• [Provided data]:
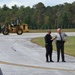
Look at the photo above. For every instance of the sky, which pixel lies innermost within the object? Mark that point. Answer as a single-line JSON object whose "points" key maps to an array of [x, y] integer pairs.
{"points": [[30, 3]]}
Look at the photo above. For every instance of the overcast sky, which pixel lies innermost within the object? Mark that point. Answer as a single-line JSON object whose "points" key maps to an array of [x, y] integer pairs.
{"points": [[30, 3]]}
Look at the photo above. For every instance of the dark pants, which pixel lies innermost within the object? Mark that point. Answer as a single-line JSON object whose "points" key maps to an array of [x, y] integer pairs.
{"points": [[48, 52], [60, 48]]}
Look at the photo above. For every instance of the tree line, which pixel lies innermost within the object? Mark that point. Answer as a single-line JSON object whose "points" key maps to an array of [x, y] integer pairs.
{"points": [[40, 16]]}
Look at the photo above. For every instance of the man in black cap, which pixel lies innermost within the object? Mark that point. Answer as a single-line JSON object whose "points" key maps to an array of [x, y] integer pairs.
{"points": [[48, 46], [60, 40]]}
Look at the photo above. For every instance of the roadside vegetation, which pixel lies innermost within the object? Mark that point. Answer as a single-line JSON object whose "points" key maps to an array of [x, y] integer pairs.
{"points": [[45, 30], [69, 45]]}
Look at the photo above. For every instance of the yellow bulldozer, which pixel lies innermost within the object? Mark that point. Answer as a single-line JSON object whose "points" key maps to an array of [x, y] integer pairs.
{"points": [[15, 27]]}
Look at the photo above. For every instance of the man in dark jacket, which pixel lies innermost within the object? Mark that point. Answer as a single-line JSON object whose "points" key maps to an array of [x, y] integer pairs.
{"points": [[48, 46]]}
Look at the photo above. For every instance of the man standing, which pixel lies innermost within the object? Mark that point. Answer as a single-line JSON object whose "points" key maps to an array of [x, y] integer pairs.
{"points": [[48, 46], [60, 40]]}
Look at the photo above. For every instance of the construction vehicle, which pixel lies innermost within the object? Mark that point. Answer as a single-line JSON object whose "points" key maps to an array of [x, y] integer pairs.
{"points": [[14, 27]]}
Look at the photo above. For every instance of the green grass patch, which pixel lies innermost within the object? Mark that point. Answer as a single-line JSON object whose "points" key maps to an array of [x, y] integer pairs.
{"points": [[53, 30], [69, 44]]}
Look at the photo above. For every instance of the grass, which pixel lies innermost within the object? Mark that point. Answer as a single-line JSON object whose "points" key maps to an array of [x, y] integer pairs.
{"points": [[53, 30], [69, 45]]}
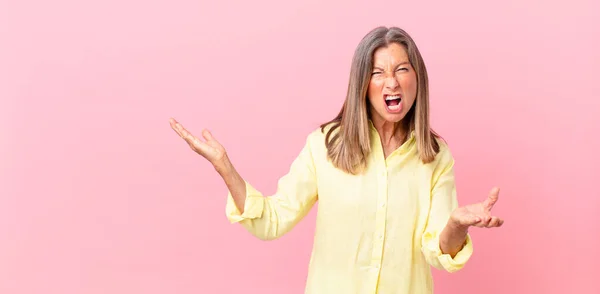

• [Requirements]: Please render the listing above as a Markdown table with two columns, Row and Text, numbering each line and leaving out blank lines and the pictures.

• [The response]:
| Row | Text |
|---|---|
| 1 | Look at the photo above. For every instance of the sky, which pixel lies innermost within the object? Mark that point. Answer as a single-line JSON object whose "points" key maps to an array of [x, y] integer pairs. |
| 2 | {"points": [[30, 3]]} |
| 3 | Look at the photo above. For every instance of the overcast sky, which pixel lies innermost within the object? Mark that point. Answer as a single-line JSON object whose "points" key maps to an array of [x, y] integer pairs. |
| 4 | {"points": [[30, 3]]} |
| 5 | Look at the photo above. For every instance of the dark pants, which pixel lies innermost within the object? Mark that point. Answer as a single-line JSON object whose "points" key maps to an array of [x, y] integer pairs. |
| 6 | {"points": [[48, 52], [60, 48]]} |
| 7 | Look at the photo above. For every instance of the tree line, which pixel lies innermost within the object? Mark that point. Answer as a single-line JSON object whose "points" key maps to an array of [x, y] integer pairs. |
| 8 | {"points": [[40, 16]]} |
| 9 | Look at the photo above. For every instance of the man in black cap, which pixel lies innermost within the object? Mark that point. Answer as a single-line JSON object whose "points" key maps to an array of [x, y] integer pairs. |
| 10 | {"points": [[48, 46], [60, 40]]} |
| 11 | Look at the photo above. For every instance of the roadside vegetation, which pixel lies innermost within the object? Mark that point. Answer as a single-line JSON object whose "points" key maps to an array of [x, y] integer pairs. |
| 12 | {"points": [[45, 30], [69, 45]]} |
| 13 | Look at the photo above. For every instance of the yellow bulldozer, which pixel lies innermost within the object? Mark that point. Answer as a single-line JSON object whose "points" key maps to an array of [x, y] integer pairs. |
| 14 | {"points": [[15, 27]]} |
| 15 | Look at the photo above. For every instance of the man in dark jacket, which pixel lies innermost within the object? Mark that point. Answer as a single-line JSON object whose "points" key maps to an array of [x, y] integer pairs. |
| 16 | {"points": [[48, 46]]} |
| 17 | Look at the photo above. For every instance of the man standing, which pixel lies innermost within the object? Mark that point. Answer as a single-line JSON object whose "points" key maps to an array of [x, y] integer pairs. |
| 18 | {"points": [[48, 46], [60, 40]]} |
| 19 | Look at the photo above. For every instance of the construction vehicle, which pixel lies innermost within the object? Mark that point. Answer as a single-line JSON object whose "points" key maps to an array of [x, y] integer pairs. |
| 20 | {"points": [[14, 27]]} |
| 21 | Look at the photo above. For every instance of the green grass patch, which pixel lies innermost within the object? Mark that point. Answer as a single-line JSON object whose "points" key maps to an array of [x, y] integer pairs. |
| 22 | {"points": [[53, 30], [69, 44]]} |
| 23 | Look at the photo above. For every instance of the grass, which pixel lies innermost within the object? Mark that point. Answer as a single-line JSON object whose "points" key maps to an array of [x, y] integer pairs. |
| 24 | {"points": [[53, 30], [69, 45]]} |